This year, Cornell’s winter break is two weeks longer than usual, starting in mid-December and leading up all the way to Feb. 9, 2021, when spring semester classes begin. 

After a challenging and mostly online semester, some students are using the break as a vacation. 

“I’m planning on celebrating Christmas with my family and then spending the rest of the break in an Airbnb in New Jersey,” Gabe Biers-Browne ’23 said about his plans with some friends from high school. “We’re all getting tested for COVID-19 before moving in, and plan on spending our time playing frisbee and relaxing.” 

Biers-Browne said he is eager to revel in the extra time off after a semester with only a single Wednesday break, as Cornell hoped to curb travel away from campus.

“Trying to adjust to an online semester was hard enough, but what made it worse was that we got almost no time to relax,” Biers-Browne said. 

Other students, however, are using the break to work during the especially long winter away from Ithaca. Reed Landry ’23 is heading to work part-time at a Breckenridge, Colorado, ski resort after Thanksgiving Break. 

“I get the experience, the money and a ski pass that lets me ski at any of the resort’s locations,” Landry said. “The ability to do this is probably the only upside to not having any breaks during the semester, because I don’t think I’d be able to [this in] any other winter break.” 

Similarly, Kyra Kozin ’23 said she wants this break to be a busy one. Kozin plans to take a winter class and work for her mom with the extra time off.

But having a nearly three-month break comes with downsides — it means shaving off days spent in Ithaca during a year that has already cut short time on campus. Kozin said she is contemplating returning to Ithaca in January to stay in her apartment: “Two and a half months is a long time to be home,” she said.

However, not all students have this option. Since Cornell is switching to a fully remote semester after Thanksgiving, students living in dorms will have to leave their residences, except in limited circumstances. 

But Dylan Keusch ’24 doesn’t mind this requirement, because he’s looking forward to seeing his family after his first semester away from home. He plans to enroll in ECON 1120 during the winter break to lighten his load in the spring.

“Mostly, I need some time off from school and want to see my family,” Keusch said.
────
◆ **WORK TASK**:
For each statement below, say whether it agrees with the article on Cornell's winter break, answering yes or no and quoting the words of the article that decide it. 1. Spring semester classes begin on Feb. 9, 2021. 2. Reed Landry plans to work full-time at a ski resort. 3. Dylan Keusch plans to take ECON 1120 during the spring semester.

◆ **DATA PROVIDED**:
────
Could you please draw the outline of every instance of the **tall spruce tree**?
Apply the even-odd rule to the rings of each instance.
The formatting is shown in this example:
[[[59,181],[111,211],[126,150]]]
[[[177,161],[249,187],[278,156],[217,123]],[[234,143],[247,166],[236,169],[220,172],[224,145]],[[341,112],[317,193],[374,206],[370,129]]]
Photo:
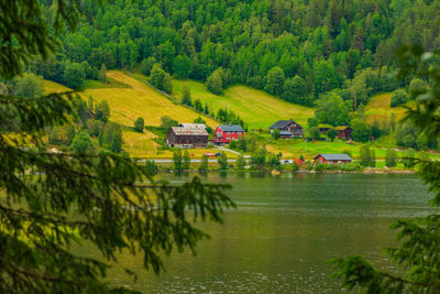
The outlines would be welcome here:
[[[80,2],[58,0],[47,19],[37,0],[2,1],[0,76],[12,78],[33,56],[52,55],[59,33],[76,28]],[[0,95],[1,124],[20,124],[20,132],[0,132],[0,293],[130,292],[105,280],[118,252],[136,252],[160,272],[164,254],[194,251],[207,236],[193,218],[220,221],[222,207],[234,205],[226,186],[197,177],[158,183],[129,157],[51,153],[40,134],[76,117],[76,101],[74,92]],[[191,219],[187,209],[196,211]],[[75,254],[72,247],[81,243],[102,258]]]
[[[398,77],[419,77],[431,80],[430,88],[414,89],[418,97],[417,106],[408,108],[406,119],[430,140],[440,138],[440,67],[438,55],[425,53],[418,46],[403,46],[397,57],[403,67]],[[431,204],[440,206],[440,163],[429,159],[411,159],[418,164],[420,176],[433,194]],[[336,277],[342,279],[342,285],[349,290],[359,286],[366,293],[439,293],[440,292],[440,214],[415,219],[400,219],[392,225],[398,230],[399,246],[387,248],[386,254],[399,269],[388,271],[378,269],[363,257],[334,259]]]

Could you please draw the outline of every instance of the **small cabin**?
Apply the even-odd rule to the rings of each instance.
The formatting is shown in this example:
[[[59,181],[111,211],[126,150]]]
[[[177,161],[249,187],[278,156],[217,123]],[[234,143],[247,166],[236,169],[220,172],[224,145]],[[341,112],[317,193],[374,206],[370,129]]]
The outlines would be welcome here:
[[[183,127],[183,128],[204,129],[204,130],[207,129],[207,127],[205,126],[205,123],[180,123],[179,127]]]
[[[205,128],[172,127],[165,138],[165,144],[170,148],[206,148],[208,132]]]
[[[280,138],[301,138],[304,134],[302,127],[293,120],[279,120],[272,124],[268,129],[271,133],[273,133],[275,129],[278,129]]]
[[[328,123],[319,123],[318,129],[320,133],[327,133],[330,129],[333,129],[333,126],[328,124]]]
[[[341,154],[318,154],[315,157],[315,163],[326,163],[326,164],[344,164],[351,163],[353,161],[349,155]]]
[[[216,144],[227,144],[232,140],[239,140],[243,134],[244,130],[239,124],[220,124],[213,131],[212,142]]]
[[[339,126],[334,128],[338,131],[337,137],[342,140],[350,140],[351,139],[351,131],[352,129],[346,126]]]

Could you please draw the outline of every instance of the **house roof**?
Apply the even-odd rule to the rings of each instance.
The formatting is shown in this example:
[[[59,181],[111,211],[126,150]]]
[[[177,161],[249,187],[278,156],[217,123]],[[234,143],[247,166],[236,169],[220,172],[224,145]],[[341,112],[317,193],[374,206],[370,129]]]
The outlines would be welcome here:
[[[180,123],[179,127],[206,129],[206,126],[204,123]]]
[[[319,123],[318,128],[319,129],[331,129],[331,128],[333,128],[333,126],[331,126],[329,123]]]
[[[243,128],[239,124],[220,124],[218,128],[223,132],[244,132]]]
[[[338,127],[336,127],[334,129],[336,129],[337,131],[343,131],[343,130],[345,130],[346,128],[350,128],[350,127],[348,127],[348,126],[338,126]]]
[[[172,127],[172,130],[176,135],[209,135],[207,130],[201,128]]]
[[[353,159],[344,153],[340,154],[318,154],[321,155],[326,161],[352,161]]]
[[[293,121],[292,119],[289,119],[289,120],[278,120],[277,122],[275,122],[274,124],[272,124],[271,127],[270,127],[270,129],[282,129],[282,128],[285,128],[285,127],[287,127],[287,126],[289,126],[290,123],[296,123],[296,124],[298,124],[297,122],[295,122],[295,121]],[[299,128],[302,128],[301,126],[299,126],[298,124],[298,127]]]

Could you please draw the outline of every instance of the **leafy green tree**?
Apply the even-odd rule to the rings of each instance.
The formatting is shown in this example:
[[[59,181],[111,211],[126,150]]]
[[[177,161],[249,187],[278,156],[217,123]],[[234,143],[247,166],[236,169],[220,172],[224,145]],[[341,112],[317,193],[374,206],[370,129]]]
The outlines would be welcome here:
[[[278,156],[275,154],[268,154],[266,165],[270,170],[278,170],[282,166]]]
[[[316,101],[315,116],[320,123],[329,123],[333,127],[350,124],[350,109],[336,91],[322,95]]]
[[[82,101],[82,100],[78,101],[77,113],[78,113],[78,118],[79,118],[79,123],[81,123],[84,127],[86,127],[88,116],[87,116],[87,106],[86,106],[85,101]]]
[[[272,135],[274,137],[275,140],[279,139],[279,129],[274,129],[272,131]]]
[[[189,170],[189,164],[191,163],[191,157],[189,157],[188,151],[185,150],[184,152],[184,157],[182,161],[182,168],[183,170]]]
[[[220,153],[220,157],[218,159],[219,165],[220,165],[220,170],[228,170],[229,164],[228,164],[228,155],[227,153],[221,152]]]
[[[153,56],[145,58],[141,62],[140,70],[143,75],[150,76],[153,65],[156,63],[156,59]]]
[[[110,118],[110,107],[109,104],[107,102],[107,100],[102,100],[100,101],[95,109],[96,113],[95,113],[95,118],[97,120],[102,121],[103,123],[107,123],[109,121]]]
[[[106,64],[101,65],[101,69],[99,70],[99,80],[102,83],[107,83],[107,67]]]
[[[176,78],[186,79],[193,72],[191,59],[186,55],[177,56],[173,62],[173,72]]]
[[[86,79],[86,73],[79,63],[68,63],[63,73],[64,84],[72,88],[79,88]]]
[[[134,121],[134,130],[136,130],[140,133],[142,133],[144,131],[144,119],[143,118],[139,117]]]
[[[439,70],[436,66],[435,55],[424,55],[420,46],[404,46],[398,51],[398,62],[403,64],[399,77],[417,76],[419,78],[431,78],[433,87],[425,89],[418,96],[424,95],[428,99],[417,100],[417,108],[407,111],[410,120],[420,132],[428,135],[430,140],[437,140],[440,130],[438,123],[438,111],[440,106]],[[417,65],[417,66],[415,66]],[[426,68],[429,68],[426,70]],[[414,155],[409,155],[414,157]],[[433,194],[431,204],[440,205],[439,174],[440,163],[430,160],[413,159],[413,163],[419,164],[420,176],[429,184],[429,190]],[[342,279],[342,284],[353,290],[359,286],[367,293],[436,293],[439,290],[440,279],[436,274],[440,259],[437,246],[440,232],[439,215],[433,214],[416,219],[400,219],[392,225],[398,230],[398,247],[388,248],[386,253],[392,262],[402,269],[388,272],[374,266],[363,257],[346,257],[334,259],[331,262],[337,268],[336,277]]]
[[[202,111],[204,110],[204,106],[202,106],[200,99],[196,99],[194,101],[194,108],[196,108],[196,110],[198,110],[198,111]]]
[[[371,129],[363,119],[353,119],[351,122],[351,138],[358,142],[367,142],[371,135]]]
[[[106,123],[102,138],[102,143],[105,144],[106,148],[109,148],[111,145],[111,142],[113,140],[113,133],[120,128],[121,127],[114,122]]]
[[[256,149],[251,155],[251,167],[254,170],[264,170],[266,166],[266,150]]]
[[[397,107],[400,105],[405,105],[408,101],[408,96],[404,90],[396,90],[393,92],[391,107]]]
[[[89,99],[87,101],[87,110],[90,113],[95,113],[95,102],[94,102],[94,97],[89,96]]]
[[[164,84],[162,86],[162,90],[164,90],[167,94],[172,94],[173,92],[172,76],[169,74],[165,75]]]
[[[98,137],[102,131],[102,122],[100,120],[88,120],[87,131],[90,137]]]
[[[75,138],[75,127],[73,124],[67,126],[66,137],[67,137],[66,145],[69,146],[72,142],[74,142]]]
[[[296,160],[294,160],[294,162],[293,162],[293,164],[292,164],[292,171],[293,171],[294,173],[299,171],[299,165],[298,165],[298,163],[296,162]]]
[[[177,126],[178,126],[178,121],[177,120],[174,120],[168,116],[161,117],[161,128],[169,129],[172,127],[177,127]]]
[[[296,75],[295,77],[284,81],[282,97],[287,101],[306,105],[307,95],[307,84],[300,76]]]
[[[385,165],[388,167],[394,167],[397,164],[397,152],[394,149],[386,150],[385,154]]]
[[[121,128],[114,130],[111,138],[110,151],[120,153],[122,151],[122,131]]]
[[[206,154],[202,154],[200,159],[199,172],[207,172],[207,171],[208,171],[208,156]]]
[[[44,81],[34,74],[24,73],[14,79],[13,92],[24,98],[41,97],[44,94]]]
[[[315,89],[317,94],[330,91],[341,85],[338,70],[329,61],[316,62],[314,65]]]
[[[276,96],[280,96],[283,92],[283,85],[286,77],[284,76],[283,68],[279,66],[273,67],[267,72],[266,75],[266,86],[264,89]]]
[[[211,92],[216,95],[223,94],[223,80],[220,70],[215,70],[208,78],[207,78],[207,88]]]
[[[182,172],[184,170],[183,162],[182,162],[182,150],[176,149],[173,152],[173,163],[174,163],[174,171]]]
[[[157,174],[157,164],[153,160],[145,161],[145,171],[150,176]]]
[[[309,129],[309,137],[312,140],[318,140],[320,138],[321,133],[319,132],[319,128],[318,127],[311,127]]]
[[[189,87],[186,85],[182,89],[182,102],[187,106],[193,106],[191,91],[189,90]]]
[[[94,143],[87,131],[80,131],[74,138],[70,145],[72,150],[78,153],[91,153],[94,152]]]
[[[51,132],[48,133],[48,143],[50,144],[54,144],[54,145],[59,143],[58,129],[57,128],[52,128]]]
[[[409,91],[414,94],[418,94],[420,90],[422,91],[427,87],[426,83],[421,78],[413,78],[409,84]]]
[[[151,69],[150,81],[151,84],[160,90],[164,89],[164,81],[165,81],[166,73],[162,69],[160,64],[154,64],[153,68]]]
[[[370,151],[370,146],[367,144],[362,145],[359,150],[360,153],[360,157],[361,157],[361,165],[363,166],[370,166],[370,162],[371,162],[371,151]]]
[[[244,170],[244,166],[246,166],[246,160],[242,154],[240,154],[237,159],[237,168]]]
[[[327,131],[327,137],[333,141],[334,138],[337,138],[338,131],[334,128],[331,128],[330,130]]]
[[[370,166],[376,167],[376,151],[374,149],[370,150]]]

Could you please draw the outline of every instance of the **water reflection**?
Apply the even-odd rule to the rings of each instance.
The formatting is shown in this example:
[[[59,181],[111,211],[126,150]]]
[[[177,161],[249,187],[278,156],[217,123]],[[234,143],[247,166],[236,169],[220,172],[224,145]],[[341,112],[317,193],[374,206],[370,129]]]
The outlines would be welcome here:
────
◆ **EXPECTED ANSWER**:
1. Yes: "leading up all the way to Feb. 9, 2021, when spring semester classes begin"
2. No: "Reed Landry ’23 is heading to work part-time at a Breckenridge, Colorado, ski resort"
3. No: "He plans to enroll in ECON 1120 during the winter break to lighten his load in the spring."